_Task description:_
Could you rewrite all the lines below as a Markdown table, with a "Row" column numbering each one and a "Line" column holding its text, and skip any blank lines?

_Recorded data:_
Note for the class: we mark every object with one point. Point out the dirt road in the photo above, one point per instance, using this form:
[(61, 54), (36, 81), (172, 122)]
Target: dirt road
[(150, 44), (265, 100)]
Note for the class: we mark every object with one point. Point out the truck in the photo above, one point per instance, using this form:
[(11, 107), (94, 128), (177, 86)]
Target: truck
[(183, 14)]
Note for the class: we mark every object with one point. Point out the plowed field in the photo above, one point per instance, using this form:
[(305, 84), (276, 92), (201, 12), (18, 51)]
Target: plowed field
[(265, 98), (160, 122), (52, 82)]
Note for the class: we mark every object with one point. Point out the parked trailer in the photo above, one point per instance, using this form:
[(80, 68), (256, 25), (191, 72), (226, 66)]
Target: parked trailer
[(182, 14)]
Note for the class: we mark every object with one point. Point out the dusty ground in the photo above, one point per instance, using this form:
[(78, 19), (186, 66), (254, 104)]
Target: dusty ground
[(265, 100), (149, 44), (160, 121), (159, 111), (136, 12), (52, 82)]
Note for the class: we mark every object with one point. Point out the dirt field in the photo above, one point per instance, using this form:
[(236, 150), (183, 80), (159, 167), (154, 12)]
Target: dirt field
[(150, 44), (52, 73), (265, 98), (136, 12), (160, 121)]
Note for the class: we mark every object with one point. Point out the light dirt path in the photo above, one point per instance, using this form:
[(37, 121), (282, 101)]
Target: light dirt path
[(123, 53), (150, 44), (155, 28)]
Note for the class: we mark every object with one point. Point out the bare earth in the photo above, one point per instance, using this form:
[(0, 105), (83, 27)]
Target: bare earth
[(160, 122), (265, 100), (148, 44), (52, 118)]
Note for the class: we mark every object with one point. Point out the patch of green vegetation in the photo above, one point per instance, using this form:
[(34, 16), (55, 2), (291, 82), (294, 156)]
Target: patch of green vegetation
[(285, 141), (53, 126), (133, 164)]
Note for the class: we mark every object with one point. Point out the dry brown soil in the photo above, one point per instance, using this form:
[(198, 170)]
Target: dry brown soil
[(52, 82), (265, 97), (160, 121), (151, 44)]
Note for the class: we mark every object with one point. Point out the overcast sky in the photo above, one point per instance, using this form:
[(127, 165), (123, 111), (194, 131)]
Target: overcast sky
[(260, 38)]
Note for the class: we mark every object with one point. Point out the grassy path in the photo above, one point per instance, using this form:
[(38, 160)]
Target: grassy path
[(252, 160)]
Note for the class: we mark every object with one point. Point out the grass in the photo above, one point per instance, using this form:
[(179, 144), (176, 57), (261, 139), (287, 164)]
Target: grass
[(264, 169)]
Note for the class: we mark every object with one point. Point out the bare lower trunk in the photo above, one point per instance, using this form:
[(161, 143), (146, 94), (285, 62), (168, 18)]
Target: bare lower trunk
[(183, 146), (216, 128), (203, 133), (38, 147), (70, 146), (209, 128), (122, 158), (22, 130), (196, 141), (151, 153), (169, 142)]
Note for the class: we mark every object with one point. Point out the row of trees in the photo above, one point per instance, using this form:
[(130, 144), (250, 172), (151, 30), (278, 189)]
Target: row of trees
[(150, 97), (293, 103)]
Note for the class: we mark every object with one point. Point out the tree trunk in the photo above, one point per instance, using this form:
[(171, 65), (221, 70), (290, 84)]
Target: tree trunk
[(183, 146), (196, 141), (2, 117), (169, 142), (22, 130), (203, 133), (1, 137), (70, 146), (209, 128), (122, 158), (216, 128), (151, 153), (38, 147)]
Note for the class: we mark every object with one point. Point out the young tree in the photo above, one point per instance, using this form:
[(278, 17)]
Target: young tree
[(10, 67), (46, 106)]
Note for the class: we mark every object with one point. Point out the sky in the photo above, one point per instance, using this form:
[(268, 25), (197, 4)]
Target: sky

_Solved exercise:_
| Row | Line |
|---|---|
| 1 | Note for the class: we mark every object with one point. Point out the dirt road in the photo above, one point per instance, using this form: |
| 2 | [(61, 54), (36, 81), (172, 122)] |
| 3 | Target: dirt road |
| 4 | [(150, 44), (265, 100)] |
| 5 | Note for the class: we mark every object with one point. Point out the truck in the photo above, one point per instance, using this form: |
| 6 | [(11, 107), (94, 128), (177, 86)] |
| 7 | Target: truck |
| 8 | [(183, 14)] |
| 9 | Note for the class: we mark every object with one point. Point out the plowed field in the photo above, one point per instance, using this form: |
| 10 | [(305, 84), (276, 92), (201, 12), (18, 51)] |
| 11 | Target: plowed field |
| 12 | [(265, 98), (160, 122), (52, 82)] |
| 13 | Note for the class: we mark every object with one point. Point out the parked trailer in the photo above, one point per instance, using this form: |
| 14 | [(80, 68), (256, 25), (191, 72), (226, 66)] |
| 15 | Target: parked trailer |
| 16 | [(182, 14)] |
| 17 | Note for the class: we mark every object with one point. Point out the dusty ground in the photo above, one point per instance, using this form: |
| 18 | [(78, 19), (186, 66), (254, 104)] |
| 19 | Target: dusty ground |
| 20 | [(265, 100), (149, 44), (160, 121), (159, 111), (136, 12), (52, 82)] |
| 21 | Note for the class: we mark every object with one point. Point out the dirt field in the photo above, one point per instance, using this form: |
| 22 | [(236, 150), (183, 80), (159, 167), (154, 12)] |
| 23 | Target: dirt field |
| 24 | [(150, 44), (52, 73), (265, 98), (136, 12), (160, 121)] |
| 25 | Note for the class: we mark every object with one point. Point out the light dirt path in the photo above, one point per instance, using this form: |
| 26 | [(37, 121), (282, 101)] |
| 27 | Target: light dirt path |
| 28 | [(123, 53), (150, 44), (155, 28)] |
| 29 | Note for the class: we mark every object with one point. Point out the bare earth in the photo above, one point per instance, using this form: |
| 30 | [(0, 105), (83, 27)] |
| 31 | Target: bare earth |
| 32 | [(160, 122), (265, 100), (148, 44), (52, 118)] |
| 33 | Note for the class: we mark every object with one point. Point out the patch of green vegetation in the photo above, one point per instance, using this form: |
| 34 | [(34, 16), (55, 2), (291, 82), (294, 156)] |
| 35 | Target: patch of green vegetation |
| 36 | [(285, 141), (53, 126), (133, 164)] |
| 37 | Note for the class: we mark every object with one point. Point out the dry brown soil in the photo above, one point per instance, using this form: |
| 38 | [(198, 170)] |
| 39 | Target: dry brown soil |
| 40 | [(52, 82), (265, 97), (160, 121), (151, 44)] |
| 41 | Note for the class: we mark every object with one point. Point out the overcast sky in the photo above, one point per instance, using this form: |
| 42 | [(127, 165), (123, 111), (194, 131)] |
| 43 | Target: overcast sky |
| 44 | [(260, 38)] |
| 45 | Note for the class: we mark every object with one point. Point out the grassy path in the photo above, one point per instance, using this form: |
| 46 | [(38, 160)] |
| 47 | Target: grassy path |
| 48 | [(252, 160)] |
| 49 | Note for the class: we mark every object with one point. Point out the grass in the photo above, one point per instance, using this form: |
| 50 | [(179, 144), (176, 57), (261, 139), (287, 164)] |
| 51 | Target: grass |
| 52 | [(264, 169)] |
| 53 | Note for the class: we mark every object with one point. Point out the bare lower trunk in the photo above, one point per instance, using this form: |
| 54 | [(161, 143), (146, 94), (285, 62), (168, 18)] |
| 55 | Target: bare lower trunk |
| 56 | [(183, 146), (216, 128), (203, 133), (38, 147), (70, 146), (209, 128), (122, 158), (22, 130), (196, 141), (151, 153), (169, 142)] |
| 57 | Note for the class: we mark every object with one point. Point out the row of trees in the photo above, one point per instance, using this form: |
| 58 | [(130, 144), (250, 172), (151, 30), (278, 189)] |
| 59 | Target: row of trees |
| 60 | [(150, 97), (293, 103)] |
| 61 | Note for the class: we mark every object with one point. Point out the tree trunk in the photo above, one point per instance, using this form: |
| 62 | [(171, 65), (221, 70), (290, 84)] |
| 63 | Target: tree trunk |
| 64 | [(183, 146), (196, 141), (2, 117), (169, 142), (22, 130), (203, 133), (1, 137), (70, 146), (209, 128), (122, 158), (216, 128), (151, 153), (38, 147)] |
| 65 | Note for the class: we mark every object with one point. Point out the young tree in the photo above, one point per instance, using this form: |
| 66 | [(278, 17)] |
| 67 | Target: young tree |
| 68 | [(10, 67), (46, 106)] |
| 69 | Note for the class: we mark every object with one point. Point out the sky in the photo above, one point per instance, using this form: |
| 70 | [(268, 25), (197, 4)] |
| 71 | Target: sky |